**Source document:**

Start

Today the Federal Reserve will meet to discuss the U.S. monetary policy, with the market forecasting a 25 basis-point cut. This is expected to give the U.S. economy some insulation from current trade pressures, as well as uncertainties across the global economy.
Volatility in oil prices after attacks on key Saudi Arabian facilities over the weekend reinforces the growing risks in the global economy, though the FOMC may be reluctant to adjust views to fast-changing events. Typically, interest-rate cuts drive currencies lower, yet over the past couple of days the USD has remained relatively stable, showing that the forecasted rate cuts may have already been priced in.
However, there is a split in the market to whether this will be a one-time cut or whether further cuts are to come, any announcements to follow will be sure to show in the strength of USD. Following the rate decision, the FOMC will also release a statement around monetary policy – however, with Brexit taking up most of the headlines at the moment it’s unlikely we’ll see any substantial movements in cable.
Today UK CPI figures will be released which represents price movements by the comparison between the retail prices of a representative shopping basket of goods and services, the market will be keeping an eye out as the Bank of England uses this as a key metric on whether to raise interest rates.
In other news, yesterday marked the first day of a three-day hearing to see whether PM Boris Johnson acted lawfully and gave truthful advice to the queen. It was the ‘exceptional length’ of the prorogation that has come into question, and whether Johnson was trying to use this to silence parliament, with Lord Pannick suggesting he saw MPs as an ‘obstacle’ to further his political aims. When questioned on this, and if he did in fact mislead the Queen he opted for silence and to let the court to decide.

End

**Supplied information:**
Start

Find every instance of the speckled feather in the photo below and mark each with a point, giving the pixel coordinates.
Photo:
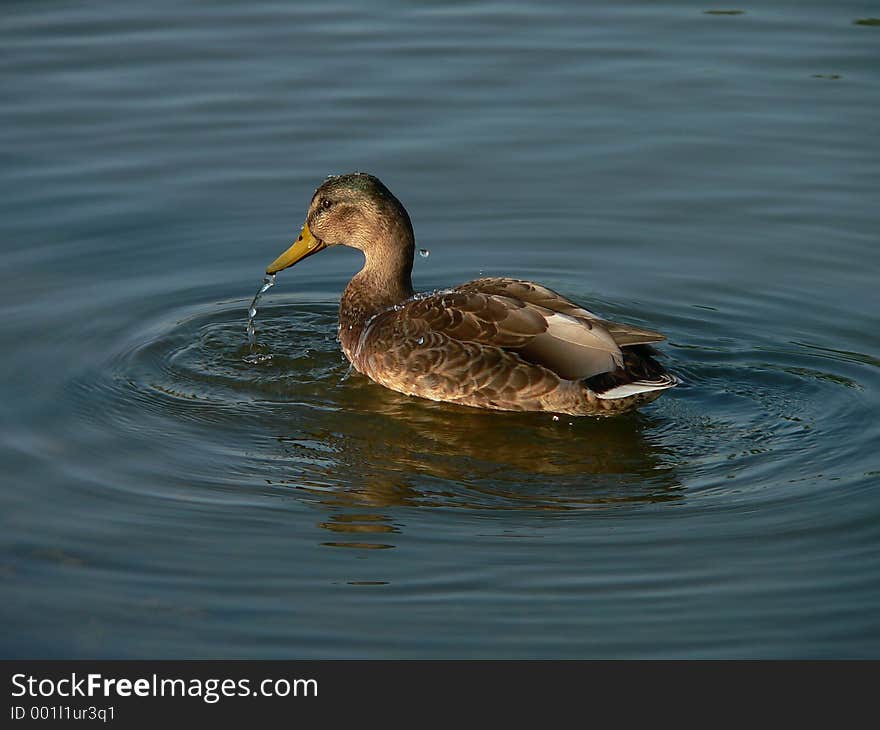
(498, 343)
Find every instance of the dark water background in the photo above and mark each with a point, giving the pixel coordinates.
(711, 176)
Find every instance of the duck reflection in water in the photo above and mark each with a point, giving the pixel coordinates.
(396, 452)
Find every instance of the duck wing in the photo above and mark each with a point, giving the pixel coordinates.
(541, 296)
(571, 347)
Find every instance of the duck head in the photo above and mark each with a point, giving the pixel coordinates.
(354, 210)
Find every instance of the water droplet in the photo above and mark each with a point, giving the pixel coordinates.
(268, 283)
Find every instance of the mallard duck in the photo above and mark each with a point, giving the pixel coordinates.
(499, 343)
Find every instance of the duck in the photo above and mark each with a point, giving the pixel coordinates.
(497, 343)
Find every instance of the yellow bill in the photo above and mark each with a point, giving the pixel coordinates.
(304, 246)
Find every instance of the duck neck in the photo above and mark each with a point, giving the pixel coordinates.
(384, 280)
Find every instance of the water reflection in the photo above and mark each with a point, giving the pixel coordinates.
(390, 451)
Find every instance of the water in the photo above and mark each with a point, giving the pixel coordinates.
(710, 176)
(254, 357)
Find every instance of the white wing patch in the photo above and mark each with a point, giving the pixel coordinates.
(640, 386)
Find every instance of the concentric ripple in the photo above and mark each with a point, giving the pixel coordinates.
(747, 415)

End

**Problem description:**
According to the market commentary, what size of interest-rate cut is the market forecasting from the Federal Reserve meeting?

**Solution for this task:**
A 25 basis-point cut.